** TEXT SECTION **
--- START ---
In 1562 Odaka-jō fell to Sugihara Morishige (杉原盛重), a general of the Mōri clan. The Kikuchi clan of Hōki Province were vassals of the Yukimatsu clan so after their downfall they left to Bingo Province to become retainers of the Mōri clan under Mōri Motonari. At this time it seems that his father, Takenaga, was adopted into the Hayashi clan of Kawajiri and became known as Hayashi Moku-no-jō Michiaki (林木工允道明). The title Moku-no-jō (secretary of the Bureau of Carpentry) is passed down in the Hayashi clan for a few generations. There is a family tradition that Takenaga married the daughter of the Hayashi clan but there are no records to justify this. There is a record from a tombstone that Hayashi Yajirō (林弥二郎) of Kawajiri died in 1552 and may be the father of his wife. The Hayashi clan of Kawajiri were powerful in the area.

Narinaga may have been known at this time as Hayashi Saburōzaemon Shigesato (林三郎左衛門重眞). A man with this name was lord of Matsuoka Castle (松岡城) and it is known that later Narinaga was lord of this castle. He became a vassal of Mōri Motonari and was given the position of karō and also as the ginzan-bugyō (mining official) of Iwami Ginzan Silver Mine, a position he held until ca.1585. Other officials at the mine whom Narinaga would have known were Hirasa Nariyuki (平佐就之) and Ōhashi Hachizō (大橋八蔵).'

After the death of his father in 1576 he inherited his title and became known as Hayashi Moku-no-jō (林木工允).

===Siege of Toda Castle===
In July 1562 at the First Siege of Toda Castle, Mōri Motonari ordered Hayashi Narinaga to go as a messenger to Honjō Etchū-no-kami Tsunemitsu (本城常光). Honjō Tsunemitsu held Yamabuki Castle (山吹城) in Iwami Province and was originally a vassal of the Amago clan, but defected to Mōri Motonari in 1563. Yamabuki Castle was strategically important for control of the Iwami Ginzan Silver Mine.
 Two years later in April, 1564, Narinaga attended the Second Siege of Toda Castle.
--- END ---
** DATASET CONTENT **
--- START ---
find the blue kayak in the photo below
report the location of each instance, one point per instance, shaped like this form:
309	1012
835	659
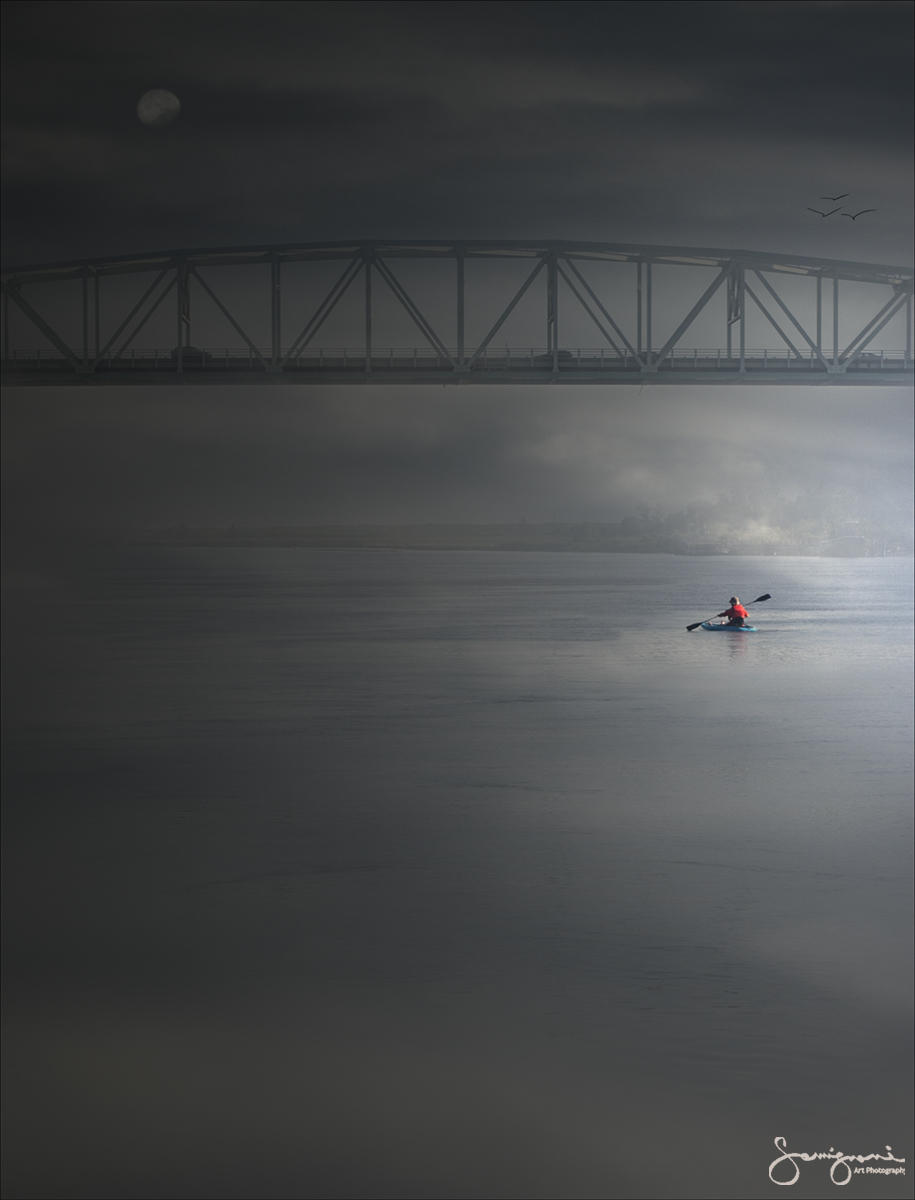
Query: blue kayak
729	629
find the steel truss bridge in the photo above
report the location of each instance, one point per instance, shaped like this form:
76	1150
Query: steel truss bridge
395	312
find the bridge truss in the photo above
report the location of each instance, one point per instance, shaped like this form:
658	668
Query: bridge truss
575	312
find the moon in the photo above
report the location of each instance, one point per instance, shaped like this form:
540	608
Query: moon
157	107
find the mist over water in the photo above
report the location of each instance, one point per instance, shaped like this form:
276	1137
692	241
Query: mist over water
425	874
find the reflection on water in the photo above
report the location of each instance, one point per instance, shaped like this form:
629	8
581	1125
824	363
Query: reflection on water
363	874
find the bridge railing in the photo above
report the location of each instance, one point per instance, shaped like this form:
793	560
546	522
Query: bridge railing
405	359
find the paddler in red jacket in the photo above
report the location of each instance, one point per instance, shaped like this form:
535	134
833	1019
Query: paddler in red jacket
736	615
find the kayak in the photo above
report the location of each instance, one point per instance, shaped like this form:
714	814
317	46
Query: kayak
729	629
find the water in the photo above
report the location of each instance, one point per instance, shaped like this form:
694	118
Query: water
376	874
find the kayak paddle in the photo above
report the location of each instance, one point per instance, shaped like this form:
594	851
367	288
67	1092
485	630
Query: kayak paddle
758	600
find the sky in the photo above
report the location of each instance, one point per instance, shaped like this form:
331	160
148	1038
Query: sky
681	124
668	124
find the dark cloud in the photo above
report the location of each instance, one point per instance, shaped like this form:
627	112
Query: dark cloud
680	123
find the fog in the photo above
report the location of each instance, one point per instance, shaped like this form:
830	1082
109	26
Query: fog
772	457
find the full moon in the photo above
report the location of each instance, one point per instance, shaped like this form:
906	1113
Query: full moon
157	107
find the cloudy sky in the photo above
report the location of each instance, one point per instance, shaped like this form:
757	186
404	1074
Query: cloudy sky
686	124
681	124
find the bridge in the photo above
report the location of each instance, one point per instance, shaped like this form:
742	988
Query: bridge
449	312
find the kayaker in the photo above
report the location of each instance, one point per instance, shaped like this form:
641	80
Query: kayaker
736	615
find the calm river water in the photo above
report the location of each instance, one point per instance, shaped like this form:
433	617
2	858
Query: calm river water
404	874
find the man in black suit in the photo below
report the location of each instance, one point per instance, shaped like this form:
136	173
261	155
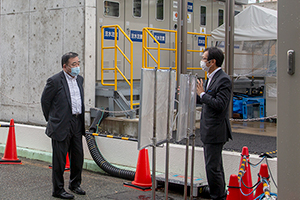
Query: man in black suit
63	109
215	127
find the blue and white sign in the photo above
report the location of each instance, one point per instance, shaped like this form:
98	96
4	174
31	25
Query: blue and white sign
190	7
201	41
136	36
160	37
109	34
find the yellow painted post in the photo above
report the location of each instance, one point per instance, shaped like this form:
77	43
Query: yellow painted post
116	57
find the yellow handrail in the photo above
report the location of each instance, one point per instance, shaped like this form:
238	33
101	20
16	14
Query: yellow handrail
192	50
158	48
115	68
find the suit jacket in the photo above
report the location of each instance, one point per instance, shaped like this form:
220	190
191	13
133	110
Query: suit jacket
214	124
57	107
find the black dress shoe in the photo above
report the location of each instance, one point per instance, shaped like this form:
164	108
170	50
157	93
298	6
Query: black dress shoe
77	190
64	195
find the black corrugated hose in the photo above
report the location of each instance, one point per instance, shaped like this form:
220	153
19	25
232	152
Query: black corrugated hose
96	154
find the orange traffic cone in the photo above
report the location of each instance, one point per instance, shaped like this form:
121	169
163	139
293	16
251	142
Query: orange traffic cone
233	192
10	153
263	173
246	179
142	179
67	166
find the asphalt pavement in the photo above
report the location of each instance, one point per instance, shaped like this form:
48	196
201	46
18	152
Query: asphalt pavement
32	180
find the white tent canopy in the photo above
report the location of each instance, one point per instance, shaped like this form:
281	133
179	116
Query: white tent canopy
252	24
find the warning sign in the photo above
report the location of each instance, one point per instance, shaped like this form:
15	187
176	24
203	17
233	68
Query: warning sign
175	16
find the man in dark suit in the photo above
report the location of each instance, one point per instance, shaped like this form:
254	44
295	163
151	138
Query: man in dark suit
63	108
215	127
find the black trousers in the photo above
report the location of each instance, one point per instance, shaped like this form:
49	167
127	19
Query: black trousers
214	170
73	145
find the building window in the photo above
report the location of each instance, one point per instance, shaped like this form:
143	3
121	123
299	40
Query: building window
221	16
236	12
137	8
111	9
203	15
160	9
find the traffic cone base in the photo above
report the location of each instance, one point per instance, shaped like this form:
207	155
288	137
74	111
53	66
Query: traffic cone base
142	179
233	192
263	172
10	153
14	162
247	178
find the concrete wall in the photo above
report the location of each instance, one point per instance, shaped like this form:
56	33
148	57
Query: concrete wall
271	5
34	34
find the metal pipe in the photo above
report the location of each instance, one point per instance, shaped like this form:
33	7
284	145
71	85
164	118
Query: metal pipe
168	138
186	166
229	44
154	137
184	37
179	22
192	166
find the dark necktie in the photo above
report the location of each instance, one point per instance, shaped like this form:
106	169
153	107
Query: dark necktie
206	84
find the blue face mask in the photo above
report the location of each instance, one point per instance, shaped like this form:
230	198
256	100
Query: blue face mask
75	71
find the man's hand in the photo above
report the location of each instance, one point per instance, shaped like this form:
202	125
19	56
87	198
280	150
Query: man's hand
200	88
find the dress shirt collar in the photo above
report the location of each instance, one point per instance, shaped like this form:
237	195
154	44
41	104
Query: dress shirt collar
213	73
69	77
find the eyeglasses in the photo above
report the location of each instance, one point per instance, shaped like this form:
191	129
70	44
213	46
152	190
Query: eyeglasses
75	64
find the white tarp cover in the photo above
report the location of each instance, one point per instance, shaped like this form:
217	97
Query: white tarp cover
145	130
252	24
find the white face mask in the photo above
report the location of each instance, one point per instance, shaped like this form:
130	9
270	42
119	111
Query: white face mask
203	66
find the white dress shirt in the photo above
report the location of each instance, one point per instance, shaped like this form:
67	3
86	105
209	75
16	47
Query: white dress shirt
74	93
210	76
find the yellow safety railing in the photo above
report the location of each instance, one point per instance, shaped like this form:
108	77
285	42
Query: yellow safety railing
115	68
146	48
191	50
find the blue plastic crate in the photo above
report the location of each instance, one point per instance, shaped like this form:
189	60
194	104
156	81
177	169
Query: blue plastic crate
253	108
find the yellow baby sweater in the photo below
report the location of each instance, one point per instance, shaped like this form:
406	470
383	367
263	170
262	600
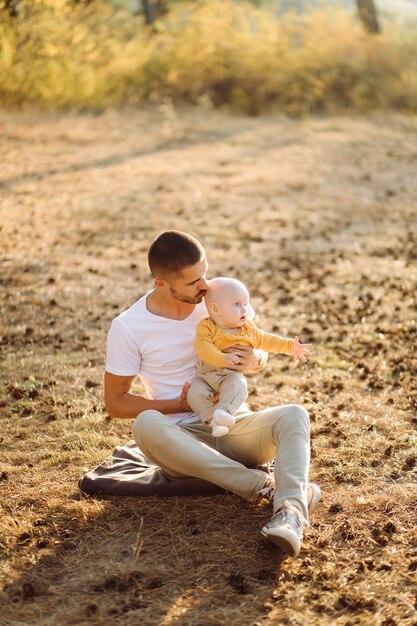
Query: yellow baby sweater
211	340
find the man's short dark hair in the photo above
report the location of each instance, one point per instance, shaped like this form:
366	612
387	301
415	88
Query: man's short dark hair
172	251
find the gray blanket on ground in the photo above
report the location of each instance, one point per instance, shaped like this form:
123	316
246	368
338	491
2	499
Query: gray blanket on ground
126	472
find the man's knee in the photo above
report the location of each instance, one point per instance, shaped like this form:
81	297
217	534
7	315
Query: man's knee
294	417
299	414
145	425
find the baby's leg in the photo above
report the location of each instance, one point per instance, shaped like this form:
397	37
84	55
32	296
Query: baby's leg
233	392
200	399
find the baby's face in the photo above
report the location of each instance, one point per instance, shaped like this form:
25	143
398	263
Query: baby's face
233	308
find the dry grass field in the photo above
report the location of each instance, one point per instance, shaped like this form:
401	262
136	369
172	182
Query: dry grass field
318	217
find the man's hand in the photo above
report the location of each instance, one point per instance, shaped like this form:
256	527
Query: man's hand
232	359
248	361
300	350
184	406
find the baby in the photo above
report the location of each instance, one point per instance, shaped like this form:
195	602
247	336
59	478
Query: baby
227	302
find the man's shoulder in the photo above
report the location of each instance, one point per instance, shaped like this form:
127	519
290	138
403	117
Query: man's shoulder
136	309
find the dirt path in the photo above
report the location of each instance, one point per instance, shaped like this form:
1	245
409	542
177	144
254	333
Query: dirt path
319	219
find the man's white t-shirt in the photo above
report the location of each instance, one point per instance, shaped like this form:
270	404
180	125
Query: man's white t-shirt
160	350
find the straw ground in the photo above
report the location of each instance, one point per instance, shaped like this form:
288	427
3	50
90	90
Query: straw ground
318	218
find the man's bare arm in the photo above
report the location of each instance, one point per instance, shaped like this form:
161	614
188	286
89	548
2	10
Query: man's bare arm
120	403
251	361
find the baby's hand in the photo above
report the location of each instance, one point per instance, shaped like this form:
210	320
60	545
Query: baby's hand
300	350
232	359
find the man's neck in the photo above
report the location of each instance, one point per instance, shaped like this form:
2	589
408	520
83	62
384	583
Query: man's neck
159	303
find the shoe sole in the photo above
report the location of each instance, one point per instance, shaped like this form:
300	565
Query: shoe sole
282	542
314	498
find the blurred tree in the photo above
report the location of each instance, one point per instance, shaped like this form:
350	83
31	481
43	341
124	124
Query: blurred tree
368	16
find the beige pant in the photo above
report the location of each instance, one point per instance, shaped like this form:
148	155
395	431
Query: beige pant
231	386
281	432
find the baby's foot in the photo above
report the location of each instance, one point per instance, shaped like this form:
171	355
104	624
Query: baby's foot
223	418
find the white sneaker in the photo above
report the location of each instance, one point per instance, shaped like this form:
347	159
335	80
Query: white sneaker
285	530
313	494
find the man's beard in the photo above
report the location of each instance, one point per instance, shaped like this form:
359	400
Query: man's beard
178	296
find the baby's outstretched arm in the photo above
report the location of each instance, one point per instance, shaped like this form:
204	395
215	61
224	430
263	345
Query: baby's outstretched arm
300	350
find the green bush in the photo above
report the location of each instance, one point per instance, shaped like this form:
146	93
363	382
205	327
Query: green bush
232	54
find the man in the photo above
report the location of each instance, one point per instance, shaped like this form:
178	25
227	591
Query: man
154	338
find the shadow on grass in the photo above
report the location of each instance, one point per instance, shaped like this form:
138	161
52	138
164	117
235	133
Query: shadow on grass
191	560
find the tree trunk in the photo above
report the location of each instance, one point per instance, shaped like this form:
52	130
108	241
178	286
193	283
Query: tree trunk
368	16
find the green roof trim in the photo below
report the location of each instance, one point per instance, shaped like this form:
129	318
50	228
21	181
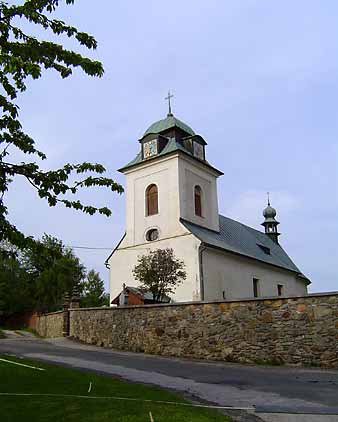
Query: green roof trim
172	146
169	122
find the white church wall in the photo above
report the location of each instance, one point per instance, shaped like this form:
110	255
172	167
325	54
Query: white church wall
192	173
163	173
185	247
233	275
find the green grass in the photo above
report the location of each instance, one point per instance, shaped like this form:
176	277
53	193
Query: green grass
59	380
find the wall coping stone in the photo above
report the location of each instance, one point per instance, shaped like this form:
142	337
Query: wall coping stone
162	305
52	313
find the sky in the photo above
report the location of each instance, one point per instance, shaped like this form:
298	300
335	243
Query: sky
257	79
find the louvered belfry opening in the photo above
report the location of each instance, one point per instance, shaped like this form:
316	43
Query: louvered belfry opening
198	201
152	200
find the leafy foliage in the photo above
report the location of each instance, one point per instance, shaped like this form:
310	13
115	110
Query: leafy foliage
159	272
93	294
54	270
39	277
24	56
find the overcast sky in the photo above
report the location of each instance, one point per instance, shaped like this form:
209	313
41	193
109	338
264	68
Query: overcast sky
257	79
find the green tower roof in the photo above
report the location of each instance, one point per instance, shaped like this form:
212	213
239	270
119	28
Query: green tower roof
169	122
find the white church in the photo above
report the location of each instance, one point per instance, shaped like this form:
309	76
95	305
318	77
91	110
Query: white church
171	202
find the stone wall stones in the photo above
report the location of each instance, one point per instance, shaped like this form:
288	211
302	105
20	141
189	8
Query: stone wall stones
298	330
50	325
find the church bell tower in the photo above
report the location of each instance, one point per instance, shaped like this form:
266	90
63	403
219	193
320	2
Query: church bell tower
168	181
270	223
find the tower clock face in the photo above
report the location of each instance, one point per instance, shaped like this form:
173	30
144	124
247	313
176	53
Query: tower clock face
150	148
198	151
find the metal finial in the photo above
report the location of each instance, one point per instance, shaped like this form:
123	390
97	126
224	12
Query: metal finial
169	102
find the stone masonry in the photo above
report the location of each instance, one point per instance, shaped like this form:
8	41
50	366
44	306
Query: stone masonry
297	330
50	325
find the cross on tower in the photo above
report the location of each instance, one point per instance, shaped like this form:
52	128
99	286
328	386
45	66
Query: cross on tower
169	102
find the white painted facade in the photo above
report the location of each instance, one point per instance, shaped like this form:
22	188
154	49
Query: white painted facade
211	274
229	276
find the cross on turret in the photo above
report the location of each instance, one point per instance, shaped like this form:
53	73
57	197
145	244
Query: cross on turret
169	102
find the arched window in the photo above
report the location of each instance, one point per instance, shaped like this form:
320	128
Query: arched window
152	200
198	201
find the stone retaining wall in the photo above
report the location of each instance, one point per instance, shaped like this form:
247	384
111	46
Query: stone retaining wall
299	330
51	325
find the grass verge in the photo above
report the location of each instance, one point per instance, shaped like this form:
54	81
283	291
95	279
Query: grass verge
56	380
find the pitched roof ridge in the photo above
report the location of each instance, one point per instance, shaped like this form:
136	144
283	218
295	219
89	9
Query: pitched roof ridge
245	226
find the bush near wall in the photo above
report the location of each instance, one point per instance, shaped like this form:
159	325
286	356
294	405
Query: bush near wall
297	330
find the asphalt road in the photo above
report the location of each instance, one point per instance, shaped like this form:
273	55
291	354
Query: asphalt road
269	389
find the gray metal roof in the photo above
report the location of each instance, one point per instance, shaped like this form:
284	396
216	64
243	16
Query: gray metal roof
241	239
146	294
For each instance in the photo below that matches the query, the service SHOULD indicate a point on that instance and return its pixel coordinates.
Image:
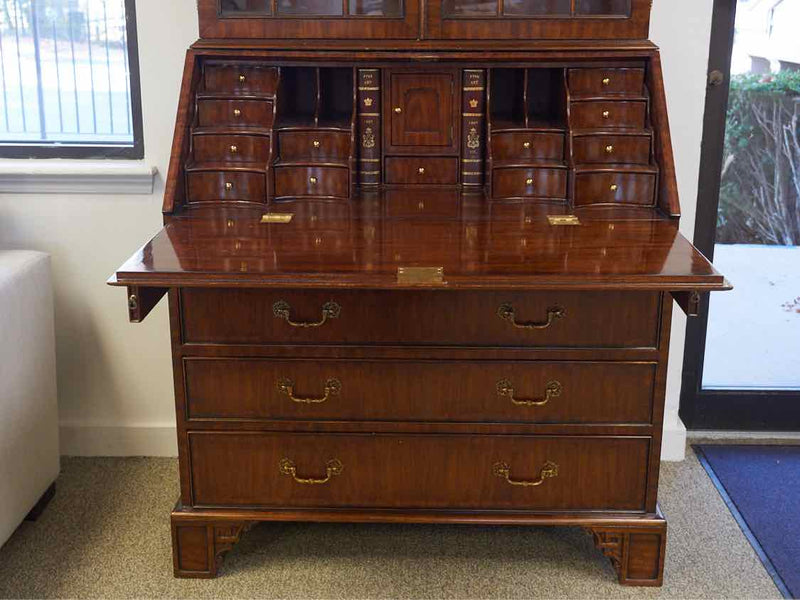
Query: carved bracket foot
(199, 547)
(636, 552)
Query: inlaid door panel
(421, 112)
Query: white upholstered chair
(29, 458)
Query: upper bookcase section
(425, 19)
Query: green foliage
(751, 147)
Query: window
(69, 79)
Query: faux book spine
(369, 126)
(473, 137)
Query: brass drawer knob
(507, 313)
(332, 467)
(282, 310)
(332, 388)
(506, 389)
(548, 471)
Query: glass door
(538, 19)
(745, 352)
(309, 19)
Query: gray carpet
(106, 535)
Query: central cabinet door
(421, 112)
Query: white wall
(114, 379)
(682, 28)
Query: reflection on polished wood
(362, 242)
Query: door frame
(744, 410)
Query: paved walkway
(754, 331)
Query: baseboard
(673, 445)
(102, 440)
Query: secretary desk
(421, 257)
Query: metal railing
(64, 72)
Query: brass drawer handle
(506, 312)
(549, 470)
(332, 388)
(332, 467)
(506, 388)
(282, 310)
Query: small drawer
(608, 115)
(409, 390)
(534, 182)
(231, 148)
(606, 82)
(212, 186)
(241, 79)
(421, 170)
(527, 146)
(611, 187)
(619, 149)
(556, 319)
(233, 113)
(312, 181)
(433, 471)
(319, 146)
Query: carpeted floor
(106, 535)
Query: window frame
(90, 151)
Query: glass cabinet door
(309, 19)
(311, 8)
(538, 19)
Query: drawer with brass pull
(635, 187)
(241, 79)
(525, 146)
(320, 146)
(421, 170)
(620, 149)
(413, 390)
(235, 113)
(529, 182)
(606, 82)
(213, 186)
(312, 181)
(556, 319)
(608, 114)
(236, 148)
(296, 470)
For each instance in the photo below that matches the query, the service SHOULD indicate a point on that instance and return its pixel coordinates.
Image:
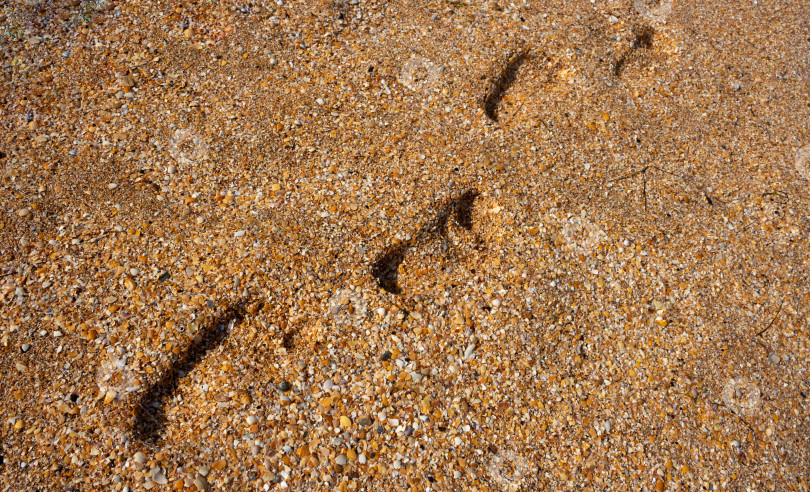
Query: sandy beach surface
(398, 245)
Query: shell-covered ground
(396, 245)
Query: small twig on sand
(751, 428)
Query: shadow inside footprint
(386, 267)
(505, 80)
(150, 411)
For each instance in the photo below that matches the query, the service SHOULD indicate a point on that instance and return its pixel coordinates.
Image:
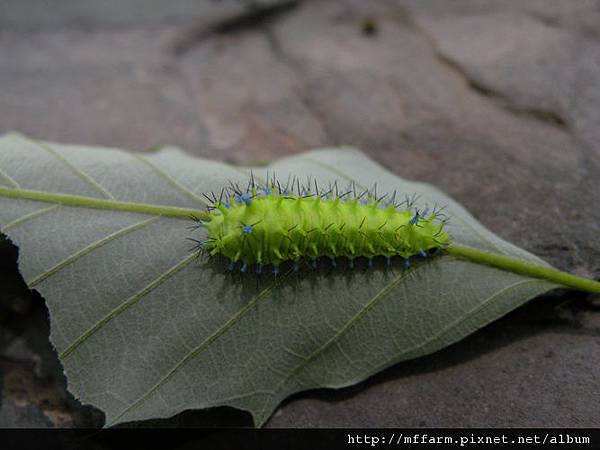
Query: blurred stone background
(495, 102)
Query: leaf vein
(127, 304)
(89, 248)
(80, 173)
(160, 172)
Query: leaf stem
(524, 268)
(99, 203)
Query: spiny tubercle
(264, 226)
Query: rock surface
(496, 103)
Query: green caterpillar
(269, 225)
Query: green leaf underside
(144, 330)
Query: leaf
(143, 330)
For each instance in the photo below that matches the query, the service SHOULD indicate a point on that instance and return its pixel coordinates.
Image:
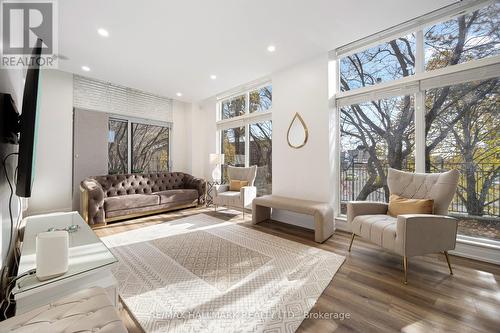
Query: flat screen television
(28, 126)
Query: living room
(225, 166)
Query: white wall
(203, 137)
(52, 186)
(11, 82)
(301, 173)
(180, 151)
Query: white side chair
(239, 199)
(409, 234)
--- END ---
** BRIEF 1 **
Echo the Hayashi Narinaga passage between "Narinaga may have" and "Hayashi Moku-no-jō (林木工允).", inclusive.
** BRIEF 2 **
Summarize the Hayashi Narinaga passage in two sentences.

** PROBLEM SOLUTION 1 **
Narinaga may have been known at this time as Hayashi Saburōzaemon Shigesato (林三郎左衛門重眞). A man with this name was lord of Matsuoka Castle (松岡城) and it is known that later Narinaga was lord of this castle. He became a vassal of Mōri Motonari and was given the position of karō and also as the ginzan-bugyō (mining official) of Iwami Ginzan Silver Mine, a position he held until ca.1585. Other officials at the mine whom Narinaga would have known were Hirasa Nariyuki (平佐就之) and Ōhashi Hachizō (大橋八蔵).'

After the death of his father in 1576 he inherited his title and became known as Hayashi Moku-no-jō (林木工允).

** PROBLEM SOLUTION 2 **
Hayashi Narinaga became a vassal of Mōri Motonari, serving as karō and as mining official of the Iwami Ginzan Silver Mine until about 1585, and he took the title Hayashi Moku-no-jō after his father died in 1576. In July 1562, at the First Siege of Toda Castle, Motonari sent him as a messenger to Honjō Tsunemitsu of Yamabuki Castle, and in April 1564 he attended the Second Siege of Toda Castle.